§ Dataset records
+ + +

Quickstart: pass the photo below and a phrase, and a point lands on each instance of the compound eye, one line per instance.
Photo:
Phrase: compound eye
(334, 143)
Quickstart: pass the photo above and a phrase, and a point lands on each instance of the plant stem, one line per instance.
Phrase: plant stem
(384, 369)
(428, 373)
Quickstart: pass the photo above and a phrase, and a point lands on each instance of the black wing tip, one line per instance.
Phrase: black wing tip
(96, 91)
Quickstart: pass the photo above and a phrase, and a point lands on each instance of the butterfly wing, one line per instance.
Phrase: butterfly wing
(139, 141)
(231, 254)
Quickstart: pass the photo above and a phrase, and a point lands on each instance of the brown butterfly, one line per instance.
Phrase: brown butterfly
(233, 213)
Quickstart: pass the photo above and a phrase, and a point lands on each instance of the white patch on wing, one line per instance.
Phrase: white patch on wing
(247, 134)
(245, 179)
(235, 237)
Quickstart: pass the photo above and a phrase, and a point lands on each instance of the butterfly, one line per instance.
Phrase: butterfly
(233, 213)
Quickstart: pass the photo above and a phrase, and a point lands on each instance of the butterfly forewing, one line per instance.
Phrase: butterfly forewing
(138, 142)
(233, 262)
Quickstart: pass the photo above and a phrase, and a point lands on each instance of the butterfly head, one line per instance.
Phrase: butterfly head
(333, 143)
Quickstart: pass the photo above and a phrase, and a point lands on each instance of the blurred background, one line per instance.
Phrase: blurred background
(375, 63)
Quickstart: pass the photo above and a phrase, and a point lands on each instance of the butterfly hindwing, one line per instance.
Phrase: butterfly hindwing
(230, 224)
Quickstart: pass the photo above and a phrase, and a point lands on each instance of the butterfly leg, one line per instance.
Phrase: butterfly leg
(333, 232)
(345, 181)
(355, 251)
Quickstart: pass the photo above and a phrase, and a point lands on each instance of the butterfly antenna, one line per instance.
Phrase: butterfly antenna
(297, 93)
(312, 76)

+ + +

§ Written problem
Write out the stretch from the line containing "leg, one line per instance." through the end of the records again, with "butterfly antenna" changed to "butterfly feeler" and everything else left the same.

§ Reply to the exercise
Quickstart: pass the photo above and a phrase, and a point lands on each instance of the butterfly leg, one line per instance.
Phrase: butterfly leg
(333, 232)
(345, 181)
(355, 251)
Quickstart: pass the photo above and a phrase, and a point lands on each instance of the butterfly feeler, one line per instance.
Phrase: butterfly feeler
(297, 93)
(312, 76)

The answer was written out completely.